СПИСОК ЗАДАНИЙ:
1. Какие корабли Служба наблюдения за морем, согласно тексту о Службе наблюдения за морем Китая, чаще всего использует в столкновениях с японцами?
2. Продолжите текст о Службе наблюдения за морем Китая, начиная сразу после его последнего предложения.
======== ТЕКСТ ДЛЯ ЧТЕНИЯ
Это далеко не все. Наиболее деятельным и агрессивным китайским морским ведомством является не АРРП, а Служба наблюдения за морем (Zhongguo haijian, СНМ), департамент Государственной океанской администрации. Ее главная задача – патрулирование исключительной экономической зоны Китая, то есть 200-мильной зоны вокруг любого клочка суши, который еще сам по себе является спорной территорией. На этом основании Китай ныне предъявляет притязания на все Южно-Китайское море, в том числе на зоны в сотнях миль от китайского побережья (в совокупности это почти миллион квадратных миль). СНМ располагает собственными самолетами и 3000-тонными патрульными кораблями «Хайцзянь 83», помимо прочих, хотя в столкновениях с японцами чаще всего используются 1500-тонные и более быстроходные «Хайцзянь 51». Ведомство лелеет вполне амбициозные планы. Заместитель директора СНМ Сун Шуцзянь как-то заявил: «Наши морские силы будут доведены до уровня резервного соединения ВМС, благодаря чему улучшится морское патрулирование… Нынешняя оборонительная мощь СНМ не соответствует поставленной задаче». Соответственно, СНМ приступила к приобретению новых патрульных кораблей, в том числе внушительных 4000-тонных сторожевиков, достаточно боеспособных и потому «больше подходящих для вооруженного патрулирования».
================
======== ФРАГМЕНТ ДАННЫХ
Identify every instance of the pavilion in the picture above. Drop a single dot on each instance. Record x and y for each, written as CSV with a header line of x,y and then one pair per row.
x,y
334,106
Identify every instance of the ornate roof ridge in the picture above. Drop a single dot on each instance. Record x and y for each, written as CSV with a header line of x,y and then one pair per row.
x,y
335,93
================
======== ФРАГМЕНТ ДАННЫХ
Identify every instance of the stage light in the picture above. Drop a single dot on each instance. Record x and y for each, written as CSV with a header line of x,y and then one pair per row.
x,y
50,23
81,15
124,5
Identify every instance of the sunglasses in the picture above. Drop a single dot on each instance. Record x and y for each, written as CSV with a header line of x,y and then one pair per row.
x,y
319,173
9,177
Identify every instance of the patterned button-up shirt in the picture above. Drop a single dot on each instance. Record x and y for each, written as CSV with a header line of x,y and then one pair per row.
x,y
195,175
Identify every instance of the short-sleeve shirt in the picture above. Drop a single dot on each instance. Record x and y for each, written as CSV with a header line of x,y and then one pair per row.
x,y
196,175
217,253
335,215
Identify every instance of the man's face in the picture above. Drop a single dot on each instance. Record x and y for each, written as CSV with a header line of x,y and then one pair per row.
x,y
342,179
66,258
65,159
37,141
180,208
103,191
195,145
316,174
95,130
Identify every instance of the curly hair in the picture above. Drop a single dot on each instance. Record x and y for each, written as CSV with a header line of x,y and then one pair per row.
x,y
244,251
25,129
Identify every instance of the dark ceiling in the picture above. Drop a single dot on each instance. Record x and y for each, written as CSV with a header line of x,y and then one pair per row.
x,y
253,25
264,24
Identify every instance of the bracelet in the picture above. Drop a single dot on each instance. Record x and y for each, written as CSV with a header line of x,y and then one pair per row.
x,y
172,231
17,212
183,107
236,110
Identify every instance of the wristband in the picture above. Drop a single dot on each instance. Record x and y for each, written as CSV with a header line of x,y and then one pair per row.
================
======== ФРАГМЕНТ ДАННЫХ
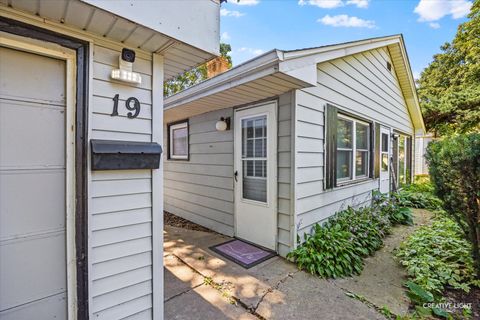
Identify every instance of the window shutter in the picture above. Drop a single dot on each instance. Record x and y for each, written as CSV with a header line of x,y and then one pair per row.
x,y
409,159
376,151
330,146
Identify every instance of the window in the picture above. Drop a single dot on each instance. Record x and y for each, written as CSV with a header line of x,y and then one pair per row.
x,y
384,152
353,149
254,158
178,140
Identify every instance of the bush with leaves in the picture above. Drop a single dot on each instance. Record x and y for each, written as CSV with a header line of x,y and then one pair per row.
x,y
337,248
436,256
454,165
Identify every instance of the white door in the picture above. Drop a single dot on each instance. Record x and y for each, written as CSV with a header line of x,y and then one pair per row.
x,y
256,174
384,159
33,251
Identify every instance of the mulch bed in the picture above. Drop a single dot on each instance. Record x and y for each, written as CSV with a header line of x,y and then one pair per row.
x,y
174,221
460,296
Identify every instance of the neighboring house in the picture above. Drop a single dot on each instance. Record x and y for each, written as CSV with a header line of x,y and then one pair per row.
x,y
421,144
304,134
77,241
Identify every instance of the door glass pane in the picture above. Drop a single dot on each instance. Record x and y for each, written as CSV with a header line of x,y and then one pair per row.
================
ОТВЕТЫ:
1. Более быстроходные 1500-тонные «Хайцзянь 51».

2.
Помимо неугомонной АРРП и заметно более агрессивной СНМ, имеется также Администрация морской безопасности (АМБ) при министерстве транспорта. Там трудится более 20 тысяч человек, намного больше, чем в АРРП и СНМ, взятых вместе, а значительный флот этого ведомства составляют 3000-тонные корабли «Хайсюнь 11» и «Хайсюнь 31» (их не следует путать с «Хайсюнь 1001», самым современным кораблем военно-морской полиции в составе Народной вооруженной полиции).

Итак, постоянный комитет политбюро КПК может приказать министерству иностранных дел впредь отказаться от надменных угроз в пользу радушных заверений, как это, несомненно, было сделано в конце 2010 года; но для обеспечения аналогичного поведения всех перечисленных выше ведомств и предотвращения инцидентов, чреватых эскалацией, инспекторам политбюро придется взойти на борт всех кораблей АРРП, СНМ и АМБ, а также на все корабли ВМС КНР (последние, как уже упоминалось, отмалчиваются в ответ на приветствие на море, но исправно включают радары наведения).

Китайский «синдром приобретенной стратегической неполноценности», когда обыкновенный здравый смысл и смутное восприятие парадоксальной логики стратегии подменяются чрезмерной склонностью к обману и приверженностью к политическим играм, выглядит довольно странно. Полагаю, все обуславливается древним стратегическим неразумием, о котором говорилось ранее: оно порождает необоснованную уверенность в способности китайского руководства предвосхитить любое сопротивление путем стратегического обмана и хитроумно обойти все препоны, если сопротивление все-таки возникнет.

Прямым следствием этого синдрома сегодня, когда возвышение Китая выглядит уязвимым в некоторых отношениях и пока не завершилось полностью, предстает нежелание прибегать к единственной действенной контрмере для предотвращения растущего глобального сопротивления – то есть к ликвидации его источника через замедление собственного развития. Вместо этого китайцы предпочитают совершать контрпродуктивные в конечном счете маневры, норовя, как встарь, уповать на обман и прочие хитрости.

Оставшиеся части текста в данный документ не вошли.